-- PROBLEM REQUIREMENTS --
Copy the lines below verbatim, beginning with the line that includes "Locate the footboard" and continuing to the end; leave out everything before it.
━━━ DATA PROVIDED ━━━
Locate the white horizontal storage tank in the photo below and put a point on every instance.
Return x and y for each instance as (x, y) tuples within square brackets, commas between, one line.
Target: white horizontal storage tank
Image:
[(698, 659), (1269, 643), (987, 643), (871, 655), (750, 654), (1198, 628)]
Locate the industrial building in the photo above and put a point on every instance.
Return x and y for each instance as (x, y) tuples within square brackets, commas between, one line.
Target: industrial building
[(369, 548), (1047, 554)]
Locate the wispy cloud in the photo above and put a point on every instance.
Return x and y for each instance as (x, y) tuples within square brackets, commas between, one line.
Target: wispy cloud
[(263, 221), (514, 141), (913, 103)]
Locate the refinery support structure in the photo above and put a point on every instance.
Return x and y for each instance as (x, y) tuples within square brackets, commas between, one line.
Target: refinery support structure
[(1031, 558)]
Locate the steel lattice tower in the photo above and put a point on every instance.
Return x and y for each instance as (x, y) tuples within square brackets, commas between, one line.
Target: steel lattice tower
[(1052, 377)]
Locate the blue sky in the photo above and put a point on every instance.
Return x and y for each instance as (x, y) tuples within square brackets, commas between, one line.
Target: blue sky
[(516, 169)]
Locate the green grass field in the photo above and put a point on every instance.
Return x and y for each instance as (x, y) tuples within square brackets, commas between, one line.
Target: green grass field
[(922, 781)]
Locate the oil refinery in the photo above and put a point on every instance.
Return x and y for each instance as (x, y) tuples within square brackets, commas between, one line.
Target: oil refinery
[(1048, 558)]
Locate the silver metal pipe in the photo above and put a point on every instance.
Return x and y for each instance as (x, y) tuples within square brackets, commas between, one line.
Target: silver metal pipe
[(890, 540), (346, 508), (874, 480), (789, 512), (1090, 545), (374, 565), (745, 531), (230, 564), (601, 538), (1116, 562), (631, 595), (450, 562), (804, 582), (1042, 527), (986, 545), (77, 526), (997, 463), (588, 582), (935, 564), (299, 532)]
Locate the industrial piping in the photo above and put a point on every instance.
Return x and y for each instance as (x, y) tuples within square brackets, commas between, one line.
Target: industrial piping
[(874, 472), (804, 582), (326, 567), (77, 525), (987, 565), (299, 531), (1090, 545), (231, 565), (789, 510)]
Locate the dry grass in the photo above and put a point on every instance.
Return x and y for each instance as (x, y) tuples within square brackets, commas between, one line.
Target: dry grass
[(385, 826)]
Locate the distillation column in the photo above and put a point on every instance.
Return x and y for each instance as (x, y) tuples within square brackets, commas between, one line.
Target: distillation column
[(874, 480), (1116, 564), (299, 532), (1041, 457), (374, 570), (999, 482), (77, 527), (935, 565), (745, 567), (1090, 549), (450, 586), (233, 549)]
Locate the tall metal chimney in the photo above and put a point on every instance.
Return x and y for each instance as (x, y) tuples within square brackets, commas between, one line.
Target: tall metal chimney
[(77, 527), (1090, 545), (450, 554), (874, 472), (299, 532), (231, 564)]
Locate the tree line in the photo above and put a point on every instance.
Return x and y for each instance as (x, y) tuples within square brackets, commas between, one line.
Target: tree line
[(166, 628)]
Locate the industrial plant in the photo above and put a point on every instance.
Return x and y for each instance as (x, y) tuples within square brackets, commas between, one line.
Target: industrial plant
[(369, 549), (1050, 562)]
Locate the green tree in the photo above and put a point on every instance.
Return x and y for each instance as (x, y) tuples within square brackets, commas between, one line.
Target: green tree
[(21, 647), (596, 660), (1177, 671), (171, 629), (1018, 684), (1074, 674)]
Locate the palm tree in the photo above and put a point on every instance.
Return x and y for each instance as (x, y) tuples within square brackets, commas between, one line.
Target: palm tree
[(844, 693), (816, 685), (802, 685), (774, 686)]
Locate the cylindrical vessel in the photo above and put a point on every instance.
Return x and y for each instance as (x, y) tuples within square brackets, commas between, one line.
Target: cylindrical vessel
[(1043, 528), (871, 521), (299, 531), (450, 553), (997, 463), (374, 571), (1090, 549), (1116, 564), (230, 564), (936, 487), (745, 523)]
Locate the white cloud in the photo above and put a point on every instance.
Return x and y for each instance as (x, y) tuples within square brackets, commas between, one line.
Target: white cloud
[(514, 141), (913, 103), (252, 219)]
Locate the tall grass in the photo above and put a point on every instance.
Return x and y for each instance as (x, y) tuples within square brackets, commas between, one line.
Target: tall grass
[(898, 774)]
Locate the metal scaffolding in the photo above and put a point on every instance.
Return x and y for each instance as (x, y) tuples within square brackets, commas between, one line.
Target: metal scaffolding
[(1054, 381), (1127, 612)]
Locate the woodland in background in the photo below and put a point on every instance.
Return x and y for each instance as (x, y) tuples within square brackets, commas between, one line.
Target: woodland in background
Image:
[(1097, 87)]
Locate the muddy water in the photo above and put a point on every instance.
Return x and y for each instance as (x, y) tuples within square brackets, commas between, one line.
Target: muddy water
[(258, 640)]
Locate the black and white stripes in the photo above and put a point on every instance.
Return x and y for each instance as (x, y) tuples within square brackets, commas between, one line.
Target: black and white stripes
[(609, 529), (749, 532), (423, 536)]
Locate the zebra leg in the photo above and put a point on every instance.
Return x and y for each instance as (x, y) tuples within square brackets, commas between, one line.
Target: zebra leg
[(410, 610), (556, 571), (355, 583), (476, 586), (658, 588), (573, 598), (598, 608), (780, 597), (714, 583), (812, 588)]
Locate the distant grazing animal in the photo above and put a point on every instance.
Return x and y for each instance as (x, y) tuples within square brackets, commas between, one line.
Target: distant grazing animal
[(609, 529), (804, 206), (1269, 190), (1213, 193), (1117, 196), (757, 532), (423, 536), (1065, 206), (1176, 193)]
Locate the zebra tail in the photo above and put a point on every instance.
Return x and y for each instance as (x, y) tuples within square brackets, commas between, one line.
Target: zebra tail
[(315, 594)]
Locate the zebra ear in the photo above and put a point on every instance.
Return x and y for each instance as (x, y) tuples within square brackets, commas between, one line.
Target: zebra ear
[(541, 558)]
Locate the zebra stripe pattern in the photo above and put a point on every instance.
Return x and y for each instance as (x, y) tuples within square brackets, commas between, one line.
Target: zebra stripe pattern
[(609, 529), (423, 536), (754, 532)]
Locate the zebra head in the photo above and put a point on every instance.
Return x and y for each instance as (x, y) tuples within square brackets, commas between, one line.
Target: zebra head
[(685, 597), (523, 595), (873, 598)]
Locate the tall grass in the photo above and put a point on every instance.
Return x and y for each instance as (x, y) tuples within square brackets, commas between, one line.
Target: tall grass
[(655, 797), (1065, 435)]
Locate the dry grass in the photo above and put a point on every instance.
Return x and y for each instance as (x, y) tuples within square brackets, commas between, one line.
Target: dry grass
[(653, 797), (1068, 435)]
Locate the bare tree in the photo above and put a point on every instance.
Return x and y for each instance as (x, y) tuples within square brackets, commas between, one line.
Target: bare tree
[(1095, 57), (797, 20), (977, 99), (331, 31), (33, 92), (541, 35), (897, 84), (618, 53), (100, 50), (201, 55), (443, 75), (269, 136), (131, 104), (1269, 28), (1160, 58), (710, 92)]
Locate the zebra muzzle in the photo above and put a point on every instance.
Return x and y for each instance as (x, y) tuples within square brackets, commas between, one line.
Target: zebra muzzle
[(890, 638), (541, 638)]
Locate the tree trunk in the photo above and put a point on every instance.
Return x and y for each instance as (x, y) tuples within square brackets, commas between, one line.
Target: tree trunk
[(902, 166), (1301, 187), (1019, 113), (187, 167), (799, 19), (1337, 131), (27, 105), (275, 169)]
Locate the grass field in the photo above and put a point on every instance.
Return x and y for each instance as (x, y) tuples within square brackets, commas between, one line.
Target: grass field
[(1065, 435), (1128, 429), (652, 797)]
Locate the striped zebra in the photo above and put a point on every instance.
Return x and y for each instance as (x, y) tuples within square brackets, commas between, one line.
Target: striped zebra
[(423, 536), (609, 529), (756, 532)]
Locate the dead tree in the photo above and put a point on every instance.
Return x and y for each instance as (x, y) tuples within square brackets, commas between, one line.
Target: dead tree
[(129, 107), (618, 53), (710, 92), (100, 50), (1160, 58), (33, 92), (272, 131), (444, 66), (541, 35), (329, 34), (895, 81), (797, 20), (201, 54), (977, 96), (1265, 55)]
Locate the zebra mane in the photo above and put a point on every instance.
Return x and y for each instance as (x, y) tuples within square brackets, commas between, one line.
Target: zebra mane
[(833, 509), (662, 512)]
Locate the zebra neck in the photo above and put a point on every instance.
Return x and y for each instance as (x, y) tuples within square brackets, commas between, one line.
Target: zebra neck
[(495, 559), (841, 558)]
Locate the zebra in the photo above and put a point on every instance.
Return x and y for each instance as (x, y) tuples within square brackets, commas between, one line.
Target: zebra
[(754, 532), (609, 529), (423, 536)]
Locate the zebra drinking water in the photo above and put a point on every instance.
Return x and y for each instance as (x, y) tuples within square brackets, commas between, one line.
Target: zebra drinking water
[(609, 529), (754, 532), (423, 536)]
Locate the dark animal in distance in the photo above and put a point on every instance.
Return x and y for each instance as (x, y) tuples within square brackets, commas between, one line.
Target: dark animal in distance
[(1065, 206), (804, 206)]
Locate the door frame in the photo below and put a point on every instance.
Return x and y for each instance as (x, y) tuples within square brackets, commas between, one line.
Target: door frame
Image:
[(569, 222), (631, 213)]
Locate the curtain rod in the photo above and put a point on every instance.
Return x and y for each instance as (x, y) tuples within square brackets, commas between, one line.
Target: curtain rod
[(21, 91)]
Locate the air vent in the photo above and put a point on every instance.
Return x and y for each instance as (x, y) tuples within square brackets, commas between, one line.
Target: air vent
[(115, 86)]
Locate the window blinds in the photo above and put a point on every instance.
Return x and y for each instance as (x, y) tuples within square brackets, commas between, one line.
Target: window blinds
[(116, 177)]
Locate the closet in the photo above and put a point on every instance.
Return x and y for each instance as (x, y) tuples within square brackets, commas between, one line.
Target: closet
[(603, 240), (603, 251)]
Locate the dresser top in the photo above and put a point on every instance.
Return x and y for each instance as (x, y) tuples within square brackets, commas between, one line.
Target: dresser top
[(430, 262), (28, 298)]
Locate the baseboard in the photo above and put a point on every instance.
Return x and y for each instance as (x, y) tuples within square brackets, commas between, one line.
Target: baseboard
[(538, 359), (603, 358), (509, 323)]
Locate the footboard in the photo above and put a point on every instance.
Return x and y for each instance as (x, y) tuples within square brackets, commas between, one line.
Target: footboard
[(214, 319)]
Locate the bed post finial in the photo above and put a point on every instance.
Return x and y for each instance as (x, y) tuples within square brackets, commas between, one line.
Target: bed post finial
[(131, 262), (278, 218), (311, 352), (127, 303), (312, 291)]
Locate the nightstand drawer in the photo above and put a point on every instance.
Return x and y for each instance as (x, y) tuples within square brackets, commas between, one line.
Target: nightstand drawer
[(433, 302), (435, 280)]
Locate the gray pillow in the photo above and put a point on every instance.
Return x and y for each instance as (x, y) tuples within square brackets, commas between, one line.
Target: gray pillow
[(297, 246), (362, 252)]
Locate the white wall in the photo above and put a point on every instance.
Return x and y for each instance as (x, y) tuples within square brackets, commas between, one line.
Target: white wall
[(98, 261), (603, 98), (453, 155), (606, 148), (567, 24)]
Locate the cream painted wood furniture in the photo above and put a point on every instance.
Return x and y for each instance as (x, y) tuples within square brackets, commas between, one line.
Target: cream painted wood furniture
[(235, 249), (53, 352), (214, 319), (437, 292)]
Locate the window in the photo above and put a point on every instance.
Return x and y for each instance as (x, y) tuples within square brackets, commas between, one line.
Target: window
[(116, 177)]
━━━
-- OUTPUT --
Locate the footboard in the photo above and put a point on every instance.
Return x and y for each instance as (x, y) tuples within square brackets, commas between, one line.
Target: footboard
[(214, 319)]
Locate the bed post finial in the photo above and put a point on every instance.
Return x and y for each instance as (x, y) tuples within square brackets, commas between, one line.
Target: bed post finial
[(131, 262), (278, 218), (311, 352), (127, 303), (312, 291)]
Locate the nightstand drawer in the photo above and put a point on every instance.
Return x and y for each instance as (x, y) tuples within square brackets, commas between, one line.
Target: nightstand drawer
[(433, 302), (435, 280)]
Locate the gray pillow in the photo above and put a point on every instance.
Return x and y for each instance as (x, y) tuples within square brackets, commas between, one line.
Target: gray pillow
[(297, 246), (362, 252)]
Locate the white wall in the photo above and put a point on every instance.
Return x and y for each instance as (x, y) tuples within square brackets, commas between, one line.
Target: white wall
[(98, 261), (603, 98), (453, 155), (606, 148), (567, 24)]
Locate the cream painted wood furniture in the photo above and put a point on every instance.
Return x and y for each instance as (x, y) tuples within square brackets, commas between, one line.
Target: cream painted wood furniture
[(235, 249), (53, 352), (214, 319), (437, 292)]
Locate the window in the photo above and put a point on every instance.
Return x and y for each instance as (x, y) tuples within square brackets, commas between, one line.
Target: window
[(116, 177)]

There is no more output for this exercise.